Su segnalazione di Sonny leggiamo questa delizia:
IO DAVANTI AL PAPA
Attraverso i suoi occhi, l'opera di un Altro
di Luca Doninelli
Il 4 luglio Benedetto XVI ha parlato agli artisti. Luca Doninelli, giornalista e scrittore, ci racconta il "suo" incontro con il Santo Padre: «La certezza che ho visto nel suo volto è il dono più bello che io abbia mai ricevuto...»
Immagino la difficoltà dei cronisti alle prese con il pezzo da scrivere su questo evento. Già: qual è stato l’evento? Il vero evento?
La cornice, cominciamo dalla cornice.
Dopo l’incontro del Papa con gli artisti nel novembre del 2009, il cardinale Gianfranco Ravasi intende continuare sulla via della ripresa del dialogo tra arte e fede. L’idea è giusta: l’arte non può smarrire quella “ferita della bellezza” da cui è nata per continuare a rincorrere i fantasmi postmoderni della Provocazione e della Trasgressione a tutti i costi. L’arte deve tornare a parlare al cuore dell’uomo.

_Da fare_:
[1] Indica se queste affermazioni concordano con il testo sull'incontro del Papa con gli artisti, rispondendo sì o no e citando le parole decisive del testo: (a) Benedetto XVI ha parlato agli artisti il 4 luglio; (b) il cardinale Ravasi vuole interrompere il dialogo tra arte e fede; (c) l'arte deve continuare a inseguire la Provocazione e la Trasgressione a tutti i costi.
[2] Prosegui il testo sull'incontro del Papa con gli artisti, a partire dall'ultima frase riportata.
Le voci non hanno alcun legame con il testo sull'incontro del Papa con gli artisti.

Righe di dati

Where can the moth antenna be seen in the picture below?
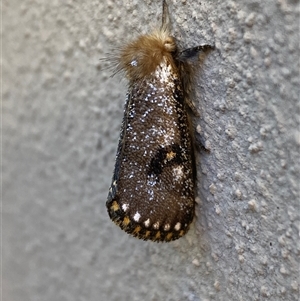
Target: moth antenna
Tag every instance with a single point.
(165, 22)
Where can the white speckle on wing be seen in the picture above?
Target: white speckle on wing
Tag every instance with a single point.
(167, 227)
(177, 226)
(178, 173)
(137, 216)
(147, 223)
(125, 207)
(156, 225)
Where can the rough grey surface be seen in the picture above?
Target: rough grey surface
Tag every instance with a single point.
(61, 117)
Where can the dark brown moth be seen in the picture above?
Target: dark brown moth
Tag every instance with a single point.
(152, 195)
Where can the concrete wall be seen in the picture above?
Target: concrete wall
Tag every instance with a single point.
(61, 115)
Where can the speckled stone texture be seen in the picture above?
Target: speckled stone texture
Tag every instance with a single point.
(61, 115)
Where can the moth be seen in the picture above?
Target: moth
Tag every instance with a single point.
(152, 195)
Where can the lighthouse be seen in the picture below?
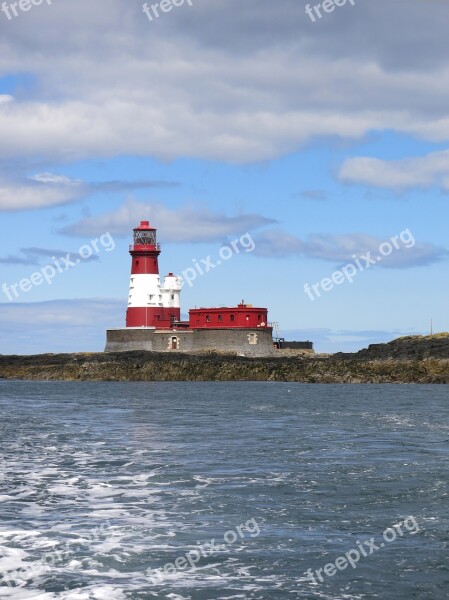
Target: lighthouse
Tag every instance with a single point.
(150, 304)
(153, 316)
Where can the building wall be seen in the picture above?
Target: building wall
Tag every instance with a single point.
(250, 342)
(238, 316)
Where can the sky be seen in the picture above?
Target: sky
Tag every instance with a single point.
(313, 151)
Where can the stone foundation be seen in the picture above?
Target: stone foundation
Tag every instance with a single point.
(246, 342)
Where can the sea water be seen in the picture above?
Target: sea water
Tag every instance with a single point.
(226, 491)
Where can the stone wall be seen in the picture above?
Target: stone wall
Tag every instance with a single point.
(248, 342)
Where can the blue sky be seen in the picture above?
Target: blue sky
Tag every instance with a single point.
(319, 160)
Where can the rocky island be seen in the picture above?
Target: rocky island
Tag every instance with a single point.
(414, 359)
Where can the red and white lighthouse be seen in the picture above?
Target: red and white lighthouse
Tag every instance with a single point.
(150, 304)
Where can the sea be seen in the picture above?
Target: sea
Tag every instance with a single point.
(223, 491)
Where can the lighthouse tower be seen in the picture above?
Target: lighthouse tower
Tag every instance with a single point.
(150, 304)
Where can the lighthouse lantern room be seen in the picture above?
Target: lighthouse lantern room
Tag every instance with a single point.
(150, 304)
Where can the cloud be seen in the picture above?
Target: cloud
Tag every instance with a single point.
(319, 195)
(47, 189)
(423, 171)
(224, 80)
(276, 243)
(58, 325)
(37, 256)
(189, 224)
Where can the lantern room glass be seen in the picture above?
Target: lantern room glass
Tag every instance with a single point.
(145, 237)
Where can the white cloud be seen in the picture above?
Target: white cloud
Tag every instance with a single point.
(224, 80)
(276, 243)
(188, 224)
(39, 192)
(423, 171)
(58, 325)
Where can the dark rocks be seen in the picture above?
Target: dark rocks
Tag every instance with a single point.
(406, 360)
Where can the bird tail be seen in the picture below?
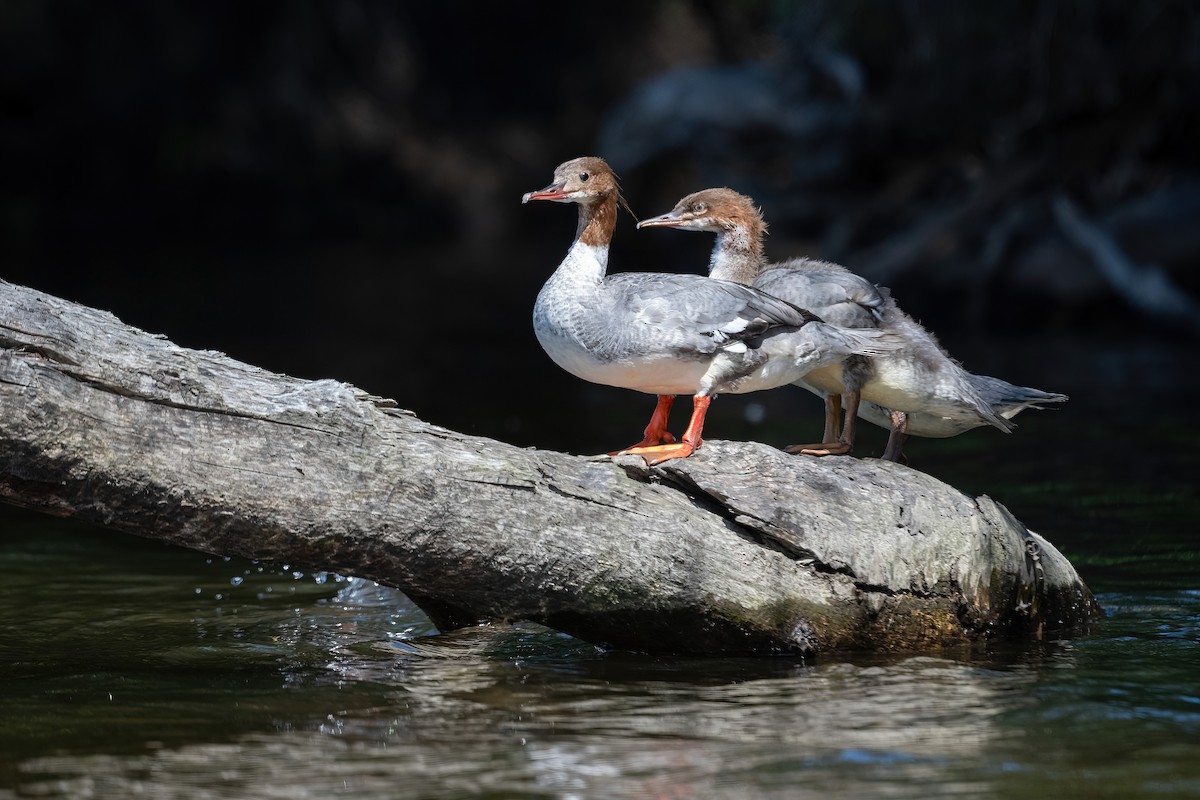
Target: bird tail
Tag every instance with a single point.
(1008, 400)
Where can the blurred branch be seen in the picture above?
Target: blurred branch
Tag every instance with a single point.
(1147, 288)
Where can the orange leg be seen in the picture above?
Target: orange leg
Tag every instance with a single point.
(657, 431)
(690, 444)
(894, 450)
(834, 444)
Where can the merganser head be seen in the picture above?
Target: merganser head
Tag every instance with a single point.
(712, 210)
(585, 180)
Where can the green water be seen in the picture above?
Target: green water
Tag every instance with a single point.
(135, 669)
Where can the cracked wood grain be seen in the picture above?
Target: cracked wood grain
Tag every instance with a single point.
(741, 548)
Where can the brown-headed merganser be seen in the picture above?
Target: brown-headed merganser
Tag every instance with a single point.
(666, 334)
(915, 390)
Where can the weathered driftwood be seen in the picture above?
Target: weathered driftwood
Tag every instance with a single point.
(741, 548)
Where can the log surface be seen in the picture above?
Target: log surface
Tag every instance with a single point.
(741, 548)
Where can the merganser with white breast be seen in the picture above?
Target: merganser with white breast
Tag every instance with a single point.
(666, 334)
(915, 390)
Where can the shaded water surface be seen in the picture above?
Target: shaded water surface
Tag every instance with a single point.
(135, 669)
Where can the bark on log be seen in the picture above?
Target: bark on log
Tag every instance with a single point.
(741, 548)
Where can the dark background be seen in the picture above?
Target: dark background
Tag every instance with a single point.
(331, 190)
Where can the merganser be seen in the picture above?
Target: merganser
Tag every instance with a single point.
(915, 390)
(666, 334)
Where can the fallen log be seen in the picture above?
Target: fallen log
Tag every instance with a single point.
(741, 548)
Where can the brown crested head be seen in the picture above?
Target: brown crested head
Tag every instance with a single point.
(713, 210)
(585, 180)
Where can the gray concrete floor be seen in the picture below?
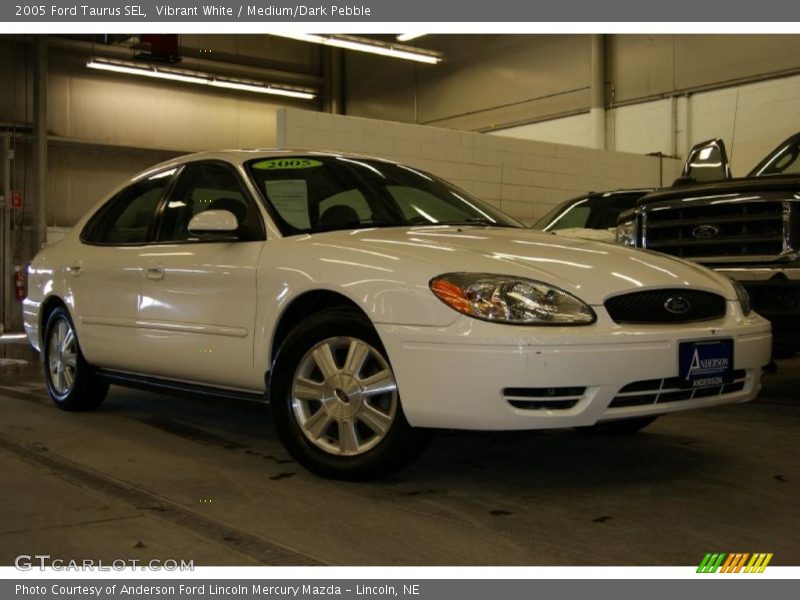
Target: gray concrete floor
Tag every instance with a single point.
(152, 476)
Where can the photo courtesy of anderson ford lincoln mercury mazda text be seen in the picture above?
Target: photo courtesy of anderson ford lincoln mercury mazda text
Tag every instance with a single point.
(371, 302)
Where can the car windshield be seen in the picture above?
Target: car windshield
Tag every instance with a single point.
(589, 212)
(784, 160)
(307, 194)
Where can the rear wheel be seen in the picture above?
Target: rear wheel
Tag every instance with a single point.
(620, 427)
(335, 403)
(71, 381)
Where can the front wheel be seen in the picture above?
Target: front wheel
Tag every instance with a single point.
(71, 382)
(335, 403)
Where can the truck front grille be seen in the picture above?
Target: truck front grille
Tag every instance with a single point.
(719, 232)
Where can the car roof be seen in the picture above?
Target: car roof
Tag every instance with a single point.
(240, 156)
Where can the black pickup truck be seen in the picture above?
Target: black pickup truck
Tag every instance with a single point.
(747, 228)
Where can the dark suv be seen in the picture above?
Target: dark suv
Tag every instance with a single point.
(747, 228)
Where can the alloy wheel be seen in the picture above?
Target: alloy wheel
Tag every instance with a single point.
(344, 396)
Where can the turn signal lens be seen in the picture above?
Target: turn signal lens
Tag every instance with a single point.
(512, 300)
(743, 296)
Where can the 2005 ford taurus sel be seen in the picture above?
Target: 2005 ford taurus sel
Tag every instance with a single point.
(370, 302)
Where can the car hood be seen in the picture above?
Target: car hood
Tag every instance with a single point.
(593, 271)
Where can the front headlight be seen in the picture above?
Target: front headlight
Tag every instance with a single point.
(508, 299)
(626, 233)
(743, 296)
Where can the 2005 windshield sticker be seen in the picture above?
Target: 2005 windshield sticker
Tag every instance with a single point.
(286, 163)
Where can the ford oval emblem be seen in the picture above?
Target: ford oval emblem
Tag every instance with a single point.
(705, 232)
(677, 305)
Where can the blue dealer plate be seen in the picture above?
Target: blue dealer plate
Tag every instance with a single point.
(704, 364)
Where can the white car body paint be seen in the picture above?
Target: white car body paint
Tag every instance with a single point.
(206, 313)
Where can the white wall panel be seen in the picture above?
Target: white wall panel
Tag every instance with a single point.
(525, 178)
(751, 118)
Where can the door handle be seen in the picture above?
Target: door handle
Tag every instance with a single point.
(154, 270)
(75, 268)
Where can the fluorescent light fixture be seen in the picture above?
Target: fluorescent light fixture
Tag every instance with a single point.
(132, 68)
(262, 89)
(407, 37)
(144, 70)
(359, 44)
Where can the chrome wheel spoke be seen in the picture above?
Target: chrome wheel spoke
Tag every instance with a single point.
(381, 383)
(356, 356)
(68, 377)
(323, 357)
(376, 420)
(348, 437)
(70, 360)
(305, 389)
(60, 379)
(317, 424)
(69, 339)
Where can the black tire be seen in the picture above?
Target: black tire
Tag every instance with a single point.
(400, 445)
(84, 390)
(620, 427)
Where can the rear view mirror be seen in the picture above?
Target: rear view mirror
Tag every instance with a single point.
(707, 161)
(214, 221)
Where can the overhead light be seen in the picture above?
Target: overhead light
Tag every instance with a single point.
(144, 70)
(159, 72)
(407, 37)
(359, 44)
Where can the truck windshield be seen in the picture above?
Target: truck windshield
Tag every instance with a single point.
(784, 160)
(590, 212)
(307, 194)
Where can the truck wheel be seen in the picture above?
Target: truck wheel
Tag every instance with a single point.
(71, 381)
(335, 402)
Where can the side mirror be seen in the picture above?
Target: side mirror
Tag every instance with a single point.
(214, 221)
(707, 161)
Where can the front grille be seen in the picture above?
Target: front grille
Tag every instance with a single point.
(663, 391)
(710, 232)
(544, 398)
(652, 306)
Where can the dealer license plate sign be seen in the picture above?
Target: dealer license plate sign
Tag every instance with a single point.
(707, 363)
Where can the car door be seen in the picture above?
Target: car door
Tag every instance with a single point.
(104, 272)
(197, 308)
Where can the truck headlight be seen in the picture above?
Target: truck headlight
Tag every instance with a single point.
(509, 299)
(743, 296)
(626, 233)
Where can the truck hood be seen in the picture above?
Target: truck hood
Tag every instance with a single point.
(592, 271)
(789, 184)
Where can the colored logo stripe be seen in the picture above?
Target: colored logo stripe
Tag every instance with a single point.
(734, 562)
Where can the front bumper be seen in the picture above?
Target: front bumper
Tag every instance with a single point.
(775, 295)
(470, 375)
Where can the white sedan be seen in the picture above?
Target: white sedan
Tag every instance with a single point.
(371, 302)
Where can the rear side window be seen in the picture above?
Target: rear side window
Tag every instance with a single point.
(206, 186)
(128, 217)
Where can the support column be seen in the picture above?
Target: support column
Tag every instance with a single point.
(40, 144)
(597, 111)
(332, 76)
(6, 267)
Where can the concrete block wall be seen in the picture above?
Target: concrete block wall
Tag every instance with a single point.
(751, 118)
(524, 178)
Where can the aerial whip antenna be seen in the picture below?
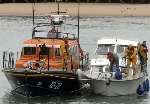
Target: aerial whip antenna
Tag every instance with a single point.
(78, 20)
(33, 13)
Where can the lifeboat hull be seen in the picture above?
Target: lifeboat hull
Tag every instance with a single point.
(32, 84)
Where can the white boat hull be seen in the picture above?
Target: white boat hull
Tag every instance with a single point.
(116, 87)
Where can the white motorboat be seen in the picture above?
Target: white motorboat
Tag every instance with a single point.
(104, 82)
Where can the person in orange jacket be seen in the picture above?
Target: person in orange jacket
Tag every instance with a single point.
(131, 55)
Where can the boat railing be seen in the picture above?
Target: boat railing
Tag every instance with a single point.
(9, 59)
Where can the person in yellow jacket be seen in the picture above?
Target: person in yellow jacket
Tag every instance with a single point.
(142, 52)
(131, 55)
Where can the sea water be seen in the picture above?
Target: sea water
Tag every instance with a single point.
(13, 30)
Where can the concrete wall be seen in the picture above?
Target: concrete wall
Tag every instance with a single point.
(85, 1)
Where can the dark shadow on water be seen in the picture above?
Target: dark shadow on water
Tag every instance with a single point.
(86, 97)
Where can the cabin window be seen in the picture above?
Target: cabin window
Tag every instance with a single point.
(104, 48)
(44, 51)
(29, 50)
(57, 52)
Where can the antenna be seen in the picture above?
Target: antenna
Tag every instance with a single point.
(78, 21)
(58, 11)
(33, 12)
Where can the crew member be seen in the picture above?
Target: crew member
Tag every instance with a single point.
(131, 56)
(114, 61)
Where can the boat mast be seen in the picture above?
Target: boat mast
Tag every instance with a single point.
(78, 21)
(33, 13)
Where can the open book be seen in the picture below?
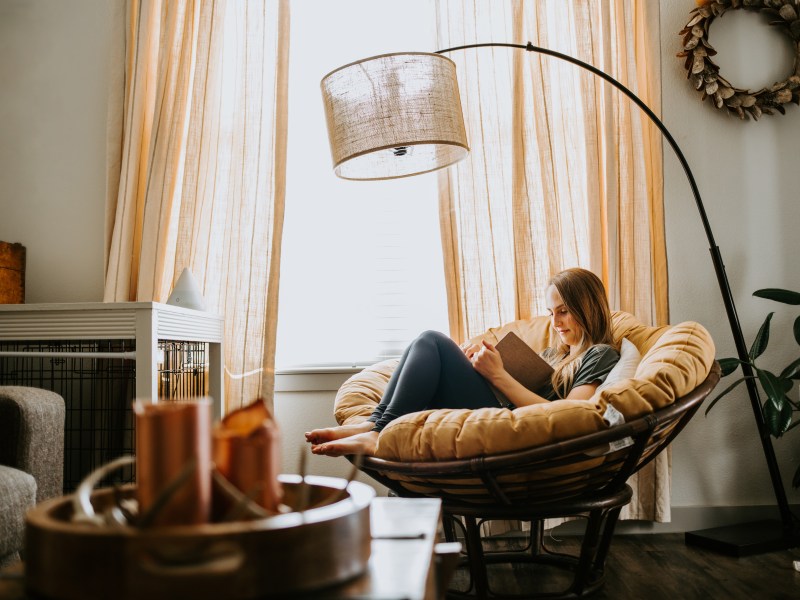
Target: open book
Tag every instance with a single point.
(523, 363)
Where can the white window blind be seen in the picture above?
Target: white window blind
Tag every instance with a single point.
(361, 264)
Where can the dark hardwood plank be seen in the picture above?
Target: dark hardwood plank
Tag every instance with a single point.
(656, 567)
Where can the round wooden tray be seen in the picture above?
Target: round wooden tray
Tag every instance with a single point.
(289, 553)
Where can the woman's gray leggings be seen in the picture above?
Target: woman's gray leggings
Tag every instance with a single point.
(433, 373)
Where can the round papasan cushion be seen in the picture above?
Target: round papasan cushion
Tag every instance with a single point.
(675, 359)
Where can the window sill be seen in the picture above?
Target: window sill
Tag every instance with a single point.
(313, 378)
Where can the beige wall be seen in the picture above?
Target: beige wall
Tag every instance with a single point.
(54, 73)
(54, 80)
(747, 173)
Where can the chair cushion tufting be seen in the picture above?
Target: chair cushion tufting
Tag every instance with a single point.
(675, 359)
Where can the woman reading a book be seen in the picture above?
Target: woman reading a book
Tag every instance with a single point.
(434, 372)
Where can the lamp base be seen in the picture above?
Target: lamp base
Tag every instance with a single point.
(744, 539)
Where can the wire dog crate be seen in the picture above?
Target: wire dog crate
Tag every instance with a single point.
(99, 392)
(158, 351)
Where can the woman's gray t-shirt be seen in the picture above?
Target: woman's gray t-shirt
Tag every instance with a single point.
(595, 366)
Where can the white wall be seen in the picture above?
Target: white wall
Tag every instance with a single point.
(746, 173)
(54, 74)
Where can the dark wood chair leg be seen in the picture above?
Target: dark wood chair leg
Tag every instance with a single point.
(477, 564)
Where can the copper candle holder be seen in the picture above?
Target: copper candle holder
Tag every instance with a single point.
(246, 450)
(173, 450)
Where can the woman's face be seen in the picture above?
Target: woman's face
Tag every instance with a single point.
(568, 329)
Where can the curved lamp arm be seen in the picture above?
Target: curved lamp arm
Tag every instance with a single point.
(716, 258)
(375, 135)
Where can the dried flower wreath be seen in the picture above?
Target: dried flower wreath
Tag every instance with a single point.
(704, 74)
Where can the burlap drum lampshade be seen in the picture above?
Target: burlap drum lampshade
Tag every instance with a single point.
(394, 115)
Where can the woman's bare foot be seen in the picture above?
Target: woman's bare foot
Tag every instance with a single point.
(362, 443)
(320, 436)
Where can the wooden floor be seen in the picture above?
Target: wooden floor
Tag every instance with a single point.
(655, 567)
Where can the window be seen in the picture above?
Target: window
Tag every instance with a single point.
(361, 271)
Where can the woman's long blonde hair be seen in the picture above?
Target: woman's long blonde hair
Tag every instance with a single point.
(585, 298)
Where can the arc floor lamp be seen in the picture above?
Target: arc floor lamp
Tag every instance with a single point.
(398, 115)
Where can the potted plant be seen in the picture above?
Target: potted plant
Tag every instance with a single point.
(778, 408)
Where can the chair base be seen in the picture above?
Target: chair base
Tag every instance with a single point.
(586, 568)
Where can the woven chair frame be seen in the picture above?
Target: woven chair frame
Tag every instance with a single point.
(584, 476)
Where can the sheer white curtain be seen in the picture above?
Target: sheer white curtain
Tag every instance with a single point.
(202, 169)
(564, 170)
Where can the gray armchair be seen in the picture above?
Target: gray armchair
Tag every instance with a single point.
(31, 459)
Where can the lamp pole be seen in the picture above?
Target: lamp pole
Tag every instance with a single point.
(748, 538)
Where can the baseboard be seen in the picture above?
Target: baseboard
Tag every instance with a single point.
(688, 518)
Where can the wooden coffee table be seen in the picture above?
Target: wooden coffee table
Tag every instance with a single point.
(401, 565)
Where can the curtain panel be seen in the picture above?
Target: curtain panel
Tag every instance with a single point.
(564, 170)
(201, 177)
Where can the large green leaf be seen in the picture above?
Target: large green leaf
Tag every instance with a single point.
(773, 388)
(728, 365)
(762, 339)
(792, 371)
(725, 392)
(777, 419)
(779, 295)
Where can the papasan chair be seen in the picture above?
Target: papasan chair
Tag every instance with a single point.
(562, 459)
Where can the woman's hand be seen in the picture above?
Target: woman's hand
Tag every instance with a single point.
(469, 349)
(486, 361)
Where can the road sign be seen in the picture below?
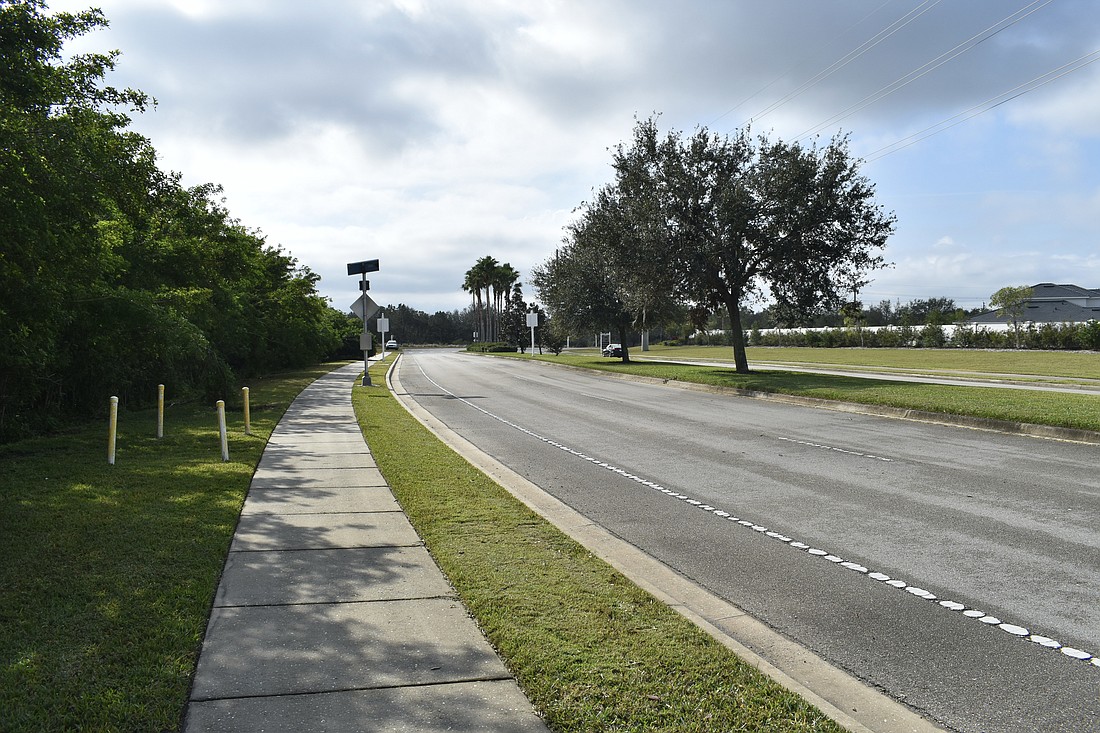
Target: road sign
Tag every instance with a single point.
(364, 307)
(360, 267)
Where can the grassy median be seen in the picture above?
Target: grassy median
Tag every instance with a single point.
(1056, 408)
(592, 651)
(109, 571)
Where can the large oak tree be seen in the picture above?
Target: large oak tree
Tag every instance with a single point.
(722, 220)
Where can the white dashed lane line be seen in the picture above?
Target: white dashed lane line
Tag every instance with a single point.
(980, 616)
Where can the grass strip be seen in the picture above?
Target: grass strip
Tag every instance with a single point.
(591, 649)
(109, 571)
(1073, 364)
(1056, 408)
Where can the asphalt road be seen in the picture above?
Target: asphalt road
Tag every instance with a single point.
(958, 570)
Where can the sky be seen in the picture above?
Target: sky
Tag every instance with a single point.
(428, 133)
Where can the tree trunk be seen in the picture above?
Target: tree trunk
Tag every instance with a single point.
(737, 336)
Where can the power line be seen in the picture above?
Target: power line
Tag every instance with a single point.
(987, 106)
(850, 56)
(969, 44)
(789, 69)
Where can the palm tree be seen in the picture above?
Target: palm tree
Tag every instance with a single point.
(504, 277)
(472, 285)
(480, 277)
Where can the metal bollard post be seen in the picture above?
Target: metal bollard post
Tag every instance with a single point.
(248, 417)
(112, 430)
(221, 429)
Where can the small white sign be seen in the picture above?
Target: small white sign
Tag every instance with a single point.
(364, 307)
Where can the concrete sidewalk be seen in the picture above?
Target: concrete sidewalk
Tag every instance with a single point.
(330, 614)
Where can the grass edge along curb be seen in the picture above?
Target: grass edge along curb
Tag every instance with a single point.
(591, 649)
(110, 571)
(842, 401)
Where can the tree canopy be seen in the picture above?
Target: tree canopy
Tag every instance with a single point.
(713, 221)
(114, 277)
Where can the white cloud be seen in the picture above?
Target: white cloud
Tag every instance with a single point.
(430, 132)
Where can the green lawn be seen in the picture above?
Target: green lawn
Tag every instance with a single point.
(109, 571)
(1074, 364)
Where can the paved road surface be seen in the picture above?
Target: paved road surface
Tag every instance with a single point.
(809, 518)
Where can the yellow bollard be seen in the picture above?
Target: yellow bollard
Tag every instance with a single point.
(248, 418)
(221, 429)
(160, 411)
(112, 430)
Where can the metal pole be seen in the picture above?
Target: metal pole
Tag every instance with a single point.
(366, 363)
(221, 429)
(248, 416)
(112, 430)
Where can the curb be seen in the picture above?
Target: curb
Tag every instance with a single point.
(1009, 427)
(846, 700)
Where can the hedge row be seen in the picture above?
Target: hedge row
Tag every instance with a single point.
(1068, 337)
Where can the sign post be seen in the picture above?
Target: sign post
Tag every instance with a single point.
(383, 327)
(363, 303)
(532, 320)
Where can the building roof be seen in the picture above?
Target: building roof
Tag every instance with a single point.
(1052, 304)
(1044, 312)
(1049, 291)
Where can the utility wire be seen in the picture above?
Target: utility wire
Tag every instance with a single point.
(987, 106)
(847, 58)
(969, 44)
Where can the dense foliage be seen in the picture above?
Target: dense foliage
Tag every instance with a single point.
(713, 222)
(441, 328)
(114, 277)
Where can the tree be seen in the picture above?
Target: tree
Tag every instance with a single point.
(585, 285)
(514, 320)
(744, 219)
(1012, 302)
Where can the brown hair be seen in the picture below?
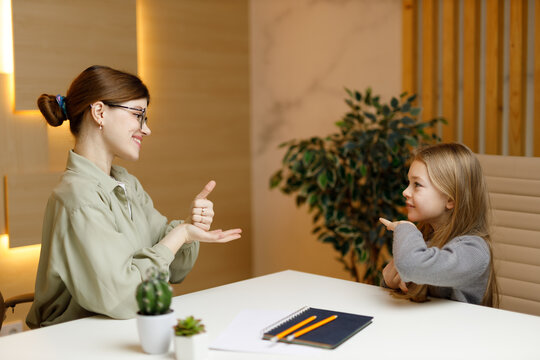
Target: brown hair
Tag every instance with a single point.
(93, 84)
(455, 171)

_Soluzioni_:
[1]
(a) Sì: «Il 4 luglio Benedetto XVI ha parlato agli artisti.»
(b) No: «il cardinale Gianfranco Ravasi intende continuare sulla via della ripresa del dialogo tra arte e fede»
(c) No: «l’arte non può smarrire quella “ferita della bellezza” da cui è nata per continuare a rincorrere i fantasmi postmoderni della Provocazione e della Trasgressione a tutti i costi»

[2]
La nuova iniziativa di Ravasi prende corpo in occasione del 60° anniversario dell’ordinazione sacerdotale di Benedetto XVI. Il comunicato giunge a febbraio: sessanta artisti faranno dono di una loro opera al Santo Padre. Le opere saranno esposte nell’atrio della Sala Paolo VI. Giorno dell’inaugurazione: il 4 luglio.
Questa però è stata solo la - sia pur bellissima - cornice. C’era di mezzo tutta la ruggine che oltre mezzo secolo di reciproca indifferenza tra Chiesa e artisti (così vuole la vulgata, anche se a mio avviso le cose sono un po’ più complicate) aveva depositato in noi artisti: non tanto nei nostri sentimenti - perché anche l’artista più trasgressivo prova sempre almeno un po’ di deferenza nei riguardi dell’istituzione-Chiesa -, ma nei nostri progetti.
Che posto ha un evento come questo nel nostro sistema di attese, nell’agenda delle nostre priorità? Che importanza diamo a un incontro personale, sia pur brevissimo, con il Papa? Con questo Papa?
Perché il protocollo previsto da Ravasi arrivava fin lì: dopo un breve discorso del Santo Padre, ciascun artista si sarebbe disposto davanti alla propria opera e, all’arrivo del Papa in visita alla mostra, gliel’avrebbe brevemente illustrata.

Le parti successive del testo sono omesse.